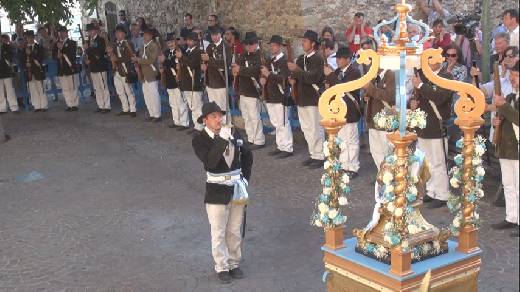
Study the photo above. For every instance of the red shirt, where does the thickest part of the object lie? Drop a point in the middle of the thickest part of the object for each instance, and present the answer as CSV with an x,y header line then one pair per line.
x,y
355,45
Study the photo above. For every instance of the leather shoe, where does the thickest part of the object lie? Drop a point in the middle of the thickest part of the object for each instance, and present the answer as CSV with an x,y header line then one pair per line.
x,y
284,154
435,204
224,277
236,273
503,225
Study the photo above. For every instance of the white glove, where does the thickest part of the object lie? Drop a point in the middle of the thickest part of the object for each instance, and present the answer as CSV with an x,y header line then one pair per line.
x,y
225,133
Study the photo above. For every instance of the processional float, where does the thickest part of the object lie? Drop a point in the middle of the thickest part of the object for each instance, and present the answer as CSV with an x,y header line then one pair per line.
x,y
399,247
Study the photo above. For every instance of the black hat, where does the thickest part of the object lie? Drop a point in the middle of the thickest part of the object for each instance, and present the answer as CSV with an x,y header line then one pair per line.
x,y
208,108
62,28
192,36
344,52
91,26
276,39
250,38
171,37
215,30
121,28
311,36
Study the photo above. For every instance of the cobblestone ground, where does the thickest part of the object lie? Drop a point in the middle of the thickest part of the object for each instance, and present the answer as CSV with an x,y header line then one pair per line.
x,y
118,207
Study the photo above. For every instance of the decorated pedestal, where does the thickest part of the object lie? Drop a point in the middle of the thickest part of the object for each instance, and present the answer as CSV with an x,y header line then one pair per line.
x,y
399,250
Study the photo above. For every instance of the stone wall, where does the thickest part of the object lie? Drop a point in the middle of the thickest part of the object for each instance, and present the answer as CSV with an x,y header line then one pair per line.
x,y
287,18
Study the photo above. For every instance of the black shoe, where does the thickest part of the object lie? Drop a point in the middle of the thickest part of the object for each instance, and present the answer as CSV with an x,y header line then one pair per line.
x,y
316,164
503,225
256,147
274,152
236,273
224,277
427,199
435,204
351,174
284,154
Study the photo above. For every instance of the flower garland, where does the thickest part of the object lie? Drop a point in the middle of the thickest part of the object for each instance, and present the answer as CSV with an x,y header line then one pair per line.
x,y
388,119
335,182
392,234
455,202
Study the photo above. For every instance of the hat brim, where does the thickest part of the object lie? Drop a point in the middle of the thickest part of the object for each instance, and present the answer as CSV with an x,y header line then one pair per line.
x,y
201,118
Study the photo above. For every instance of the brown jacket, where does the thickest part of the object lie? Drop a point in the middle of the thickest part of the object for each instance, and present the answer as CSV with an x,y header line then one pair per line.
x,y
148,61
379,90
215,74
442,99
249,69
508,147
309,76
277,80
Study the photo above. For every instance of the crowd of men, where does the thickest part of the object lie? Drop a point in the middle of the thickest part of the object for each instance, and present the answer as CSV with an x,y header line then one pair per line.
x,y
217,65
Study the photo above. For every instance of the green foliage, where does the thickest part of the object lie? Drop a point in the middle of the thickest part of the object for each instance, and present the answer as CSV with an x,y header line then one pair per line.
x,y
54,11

:::

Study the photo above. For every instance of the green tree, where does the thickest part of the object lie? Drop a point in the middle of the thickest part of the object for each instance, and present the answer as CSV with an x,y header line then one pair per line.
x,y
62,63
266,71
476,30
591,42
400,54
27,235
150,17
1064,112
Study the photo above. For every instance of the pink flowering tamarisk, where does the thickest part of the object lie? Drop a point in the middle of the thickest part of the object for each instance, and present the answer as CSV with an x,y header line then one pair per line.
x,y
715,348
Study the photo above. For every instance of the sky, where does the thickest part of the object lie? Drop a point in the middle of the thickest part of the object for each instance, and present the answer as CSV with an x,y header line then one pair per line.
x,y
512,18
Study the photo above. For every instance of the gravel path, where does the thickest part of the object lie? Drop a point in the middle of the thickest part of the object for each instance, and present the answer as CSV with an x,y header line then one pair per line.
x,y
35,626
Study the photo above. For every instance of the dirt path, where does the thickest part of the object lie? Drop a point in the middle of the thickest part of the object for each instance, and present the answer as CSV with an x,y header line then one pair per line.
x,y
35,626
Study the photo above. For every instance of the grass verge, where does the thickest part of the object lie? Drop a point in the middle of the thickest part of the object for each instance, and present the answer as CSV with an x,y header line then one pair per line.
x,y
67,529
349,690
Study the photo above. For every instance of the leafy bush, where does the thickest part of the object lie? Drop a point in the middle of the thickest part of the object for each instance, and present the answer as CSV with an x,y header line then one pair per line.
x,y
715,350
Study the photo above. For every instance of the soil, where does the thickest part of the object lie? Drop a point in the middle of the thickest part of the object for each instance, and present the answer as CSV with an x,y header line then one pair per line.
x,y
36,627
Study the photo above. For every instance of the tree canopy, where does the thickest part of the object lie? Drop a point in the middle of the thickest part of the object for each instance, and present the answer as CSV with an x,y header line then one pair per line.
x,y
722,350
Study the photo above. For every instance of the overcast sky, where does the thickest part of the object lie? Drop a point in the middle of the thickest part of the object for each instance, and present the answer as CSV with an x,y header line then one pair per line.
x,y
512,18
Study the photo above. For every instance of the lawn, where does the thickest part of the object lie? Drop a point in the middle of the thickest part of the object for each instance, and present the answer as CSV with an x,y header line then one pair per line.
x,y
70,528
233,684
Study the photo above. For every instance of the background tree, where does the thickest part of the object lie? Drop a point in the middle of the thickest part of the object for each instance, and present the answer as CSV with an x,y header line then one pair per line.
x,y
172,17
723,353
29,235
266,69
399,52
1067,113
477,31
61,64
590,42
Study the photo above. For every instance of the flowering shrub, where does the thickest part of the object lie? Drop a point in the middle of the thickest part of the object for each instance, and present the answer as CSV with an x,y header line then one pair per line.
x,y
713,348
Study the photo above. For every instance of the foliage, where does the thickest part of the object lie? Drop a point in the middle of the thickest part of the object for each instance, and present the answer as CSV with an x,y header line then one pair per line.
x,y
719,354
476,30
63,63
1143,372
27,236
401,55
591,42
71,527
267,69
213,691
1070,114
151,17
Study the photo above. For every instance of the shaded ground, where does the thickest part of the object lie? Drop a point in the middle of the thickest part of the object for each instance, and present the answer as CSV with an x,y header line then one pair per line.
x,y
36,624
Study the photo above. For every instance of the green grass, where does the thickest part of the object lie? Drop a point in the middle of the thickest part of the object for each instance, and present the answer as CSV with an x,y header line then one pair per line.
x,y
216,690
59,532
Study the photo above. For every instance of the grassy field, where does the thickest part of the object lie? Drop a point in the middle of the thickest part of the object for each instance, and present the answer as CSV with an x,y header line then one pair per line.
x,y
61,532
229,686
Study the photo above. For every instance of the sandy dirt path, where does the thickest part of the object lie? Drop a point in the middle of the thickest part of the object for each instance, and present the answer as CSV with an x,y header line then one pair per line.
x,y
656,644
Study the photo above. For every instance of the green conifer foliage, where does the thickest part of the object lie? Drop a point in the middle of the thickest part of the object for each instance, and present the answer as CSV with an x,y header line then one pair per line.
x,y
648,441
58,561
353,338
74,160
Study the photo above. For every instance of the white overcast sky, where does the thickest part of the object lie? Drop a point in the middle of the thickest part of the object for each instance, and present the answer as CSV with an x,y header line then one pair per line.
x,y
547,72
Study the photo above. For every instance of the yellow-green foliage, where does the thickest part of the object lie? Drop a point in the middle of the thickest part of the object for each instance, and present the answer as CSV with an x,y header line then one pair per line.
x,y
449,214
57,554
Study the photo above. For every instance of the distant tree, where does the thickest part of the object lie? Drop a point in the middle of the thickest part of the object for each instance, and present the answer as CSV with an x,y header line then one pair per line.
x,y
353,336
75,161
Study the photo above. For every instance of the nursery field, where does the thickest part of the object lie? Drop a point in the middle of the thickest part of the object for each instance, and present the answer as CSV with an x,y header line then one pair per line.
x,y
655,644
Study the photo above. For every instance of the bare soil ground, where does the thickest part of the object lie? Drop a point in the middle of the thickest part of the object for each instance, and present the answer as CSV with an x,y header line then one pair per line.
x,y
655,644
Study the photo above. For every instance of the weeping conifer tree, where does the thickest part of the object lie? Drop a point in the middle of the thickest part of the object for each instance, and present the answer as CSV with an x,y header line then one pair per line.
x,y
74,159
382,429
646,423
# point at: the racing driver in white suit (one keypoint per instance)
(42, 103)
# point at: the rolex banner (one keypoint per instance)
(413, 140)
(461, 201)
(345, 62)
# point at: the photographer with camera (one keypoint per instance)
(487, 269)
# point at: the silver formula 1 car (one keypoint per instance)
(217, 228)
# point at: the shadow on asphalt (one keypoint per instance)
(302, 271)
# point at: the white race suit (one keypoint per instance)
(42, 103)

:::

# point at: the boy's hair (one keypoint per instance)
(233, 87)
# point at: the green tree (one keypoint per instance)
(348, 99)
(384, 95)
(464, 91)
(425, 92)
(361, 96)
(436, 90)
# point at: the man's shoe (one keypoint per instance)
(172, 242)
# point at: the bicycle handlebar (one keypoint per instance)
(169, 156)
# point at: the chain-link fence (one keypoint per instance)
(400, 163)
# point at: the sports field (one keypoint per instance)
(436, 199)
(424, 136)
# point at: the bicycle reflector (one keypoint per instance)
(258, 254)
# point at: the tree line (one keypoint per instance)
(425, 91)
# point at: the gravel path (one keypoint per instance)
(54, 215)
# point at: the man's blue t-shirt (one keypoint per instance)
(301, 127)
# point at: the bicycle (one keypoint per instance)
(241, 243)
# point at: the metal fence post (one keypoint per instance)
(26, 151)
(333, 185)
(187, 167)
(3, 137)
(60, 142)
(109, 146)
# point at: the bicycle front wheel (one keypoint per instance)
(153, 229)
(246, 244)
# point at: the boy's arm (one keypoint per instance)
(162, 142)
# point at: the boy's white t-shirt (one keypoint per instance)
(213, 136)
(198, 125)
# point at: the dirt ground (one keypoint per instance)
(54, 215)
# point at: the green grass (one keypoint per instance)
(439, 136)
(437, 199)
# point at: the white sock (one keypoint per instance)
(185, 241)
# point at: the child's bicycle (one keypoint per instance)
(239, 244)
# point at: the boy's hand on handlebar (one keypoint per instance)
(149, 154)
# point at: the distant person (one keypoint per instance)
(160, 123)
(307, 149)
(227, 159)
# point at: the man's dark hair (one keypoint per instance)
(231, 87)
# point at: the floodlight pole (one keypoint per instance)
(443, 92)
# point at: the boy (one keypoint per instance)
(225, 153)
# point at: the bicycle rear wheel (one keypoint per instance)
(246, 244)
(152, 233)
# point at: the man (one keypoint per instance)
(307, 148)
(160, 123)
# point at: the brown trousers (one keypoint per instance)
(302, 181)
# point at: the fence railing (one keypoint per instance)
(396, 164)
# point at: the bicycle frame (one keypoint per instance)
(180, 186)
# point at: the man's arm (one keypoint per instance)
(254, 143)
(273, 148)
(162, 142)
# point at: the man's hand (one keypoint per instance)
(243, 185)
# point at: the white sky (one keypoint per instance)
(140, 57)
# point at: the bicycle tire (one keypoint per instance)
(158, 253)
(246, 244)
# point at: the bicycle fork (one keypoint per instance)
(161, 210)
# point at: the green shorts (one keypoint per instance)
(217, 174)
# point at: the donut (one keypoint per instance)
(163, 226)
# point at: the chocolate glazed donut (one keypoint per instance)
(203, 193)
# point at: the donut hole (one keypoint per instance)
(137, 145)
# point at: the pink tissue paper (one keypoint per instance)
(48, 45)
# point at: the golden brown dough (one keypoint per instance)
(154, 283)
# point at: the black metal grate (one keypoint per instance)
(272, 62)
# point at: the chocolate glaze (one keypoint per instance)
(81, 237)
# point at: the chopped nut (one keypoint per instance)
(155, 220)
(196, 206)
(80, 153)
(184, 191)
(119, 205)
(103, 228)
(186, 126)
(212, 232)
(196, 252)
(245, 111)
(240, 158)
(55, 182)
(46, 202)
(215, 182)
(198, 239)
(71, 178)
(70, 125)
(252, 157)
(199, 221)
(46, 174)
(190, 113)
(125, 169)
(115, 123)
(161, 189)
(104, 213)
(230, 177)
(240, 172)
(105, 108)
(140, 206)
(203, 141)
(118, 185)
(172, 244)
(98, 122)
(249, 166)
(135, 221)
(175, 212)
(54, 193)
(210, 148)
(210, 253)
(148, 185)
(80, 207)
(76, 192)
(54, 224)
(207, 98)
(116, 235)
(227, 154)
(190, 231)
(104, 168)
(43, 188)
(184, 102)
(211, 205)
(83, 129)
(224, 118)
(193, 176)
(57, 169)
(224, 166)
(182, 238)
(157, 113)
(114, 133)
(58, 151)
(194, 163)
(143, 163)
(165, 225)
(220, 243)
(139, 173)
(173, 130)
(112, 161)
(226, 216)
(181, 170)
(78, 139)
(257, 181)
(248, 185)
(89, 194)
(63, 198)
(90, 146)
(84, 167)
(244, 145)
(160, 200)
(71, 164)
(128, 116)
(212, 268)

:::

#### [The exercise]
Which lines in the data contain the string "donut"? List each one.

#### [Reply]
# point at: the donut (one keypoint per instance)
# point at: the chocolate glazed donut (one keypoint per instance)
# point at: the donut hole (one keypoint per instance)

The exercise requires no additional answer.